*DATASET*
**********
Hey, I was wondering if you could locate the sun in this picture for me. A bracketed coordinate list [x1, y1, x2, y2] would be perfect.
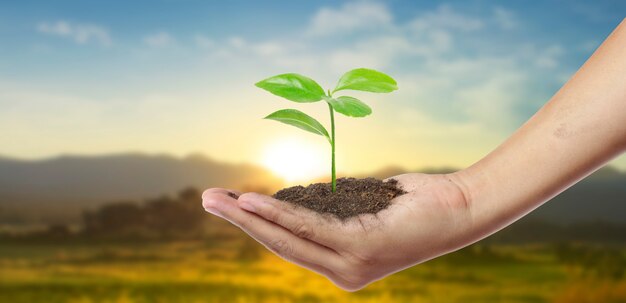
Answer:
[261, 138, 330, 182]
**********
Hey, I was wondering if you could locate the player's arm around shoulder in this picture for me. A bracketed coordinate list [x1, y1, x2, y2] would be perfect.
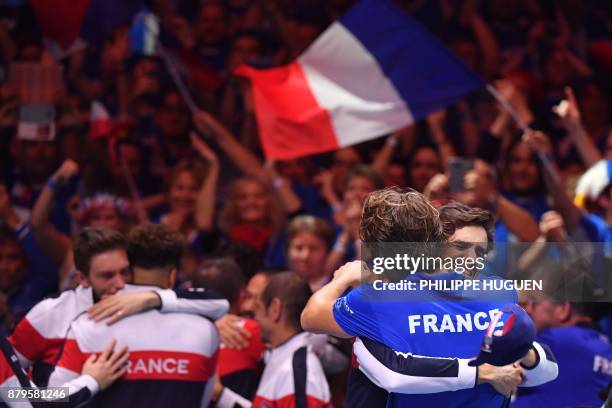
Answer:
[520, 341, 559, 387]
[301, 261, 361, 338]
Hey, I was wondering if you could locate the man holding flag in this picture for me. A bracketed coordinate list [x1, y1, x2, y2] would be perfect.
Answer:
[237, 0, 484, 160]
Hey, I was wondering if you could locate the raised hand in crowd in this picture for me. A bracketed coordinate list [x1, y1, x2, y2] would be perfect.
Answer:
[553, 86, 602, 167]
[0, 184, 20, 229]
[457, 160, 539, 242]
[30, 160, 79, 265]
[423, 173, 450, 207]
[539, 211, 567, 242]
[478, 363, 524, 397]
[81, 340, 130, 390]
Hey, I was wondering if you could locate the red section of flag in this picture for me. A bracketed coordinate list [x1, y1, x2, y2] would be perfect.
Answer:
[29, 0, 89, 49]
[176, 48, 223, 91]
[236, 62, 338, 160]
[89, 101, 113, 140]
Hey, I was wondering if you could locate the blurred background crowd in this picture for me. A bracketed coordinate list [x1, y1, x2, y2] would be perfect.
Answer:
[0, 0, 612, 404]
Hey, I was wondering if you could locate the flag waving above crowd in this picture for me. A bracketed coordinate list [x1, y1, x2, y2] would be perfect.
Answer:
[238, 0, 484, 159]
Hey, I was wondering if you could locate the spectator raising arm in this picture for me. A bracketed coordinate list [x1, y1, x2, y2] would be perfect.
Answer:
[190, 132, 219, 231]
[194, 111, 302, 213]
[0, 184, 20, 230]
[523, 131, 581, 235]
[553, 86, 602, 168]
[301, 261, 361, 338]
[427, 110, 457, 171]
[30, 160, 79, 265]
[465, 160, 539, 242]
**********
*PROBLEM REQUIREMENTS*
Copy the entries from the line with "Hey, I was wondering if you could locate the sun" through the line with "[261, 138, 330, 182]", including the requests, and increase every coordinate in the answers by 81. Leave the pictures out.

*TASK SOLUTION*
Hey, I was wondering if you could locate the sun in this picture for me. A bracketed coordinate list [x1, y1, x2, y2] would be perfect.
Answer:
[342, 219, 411, 263]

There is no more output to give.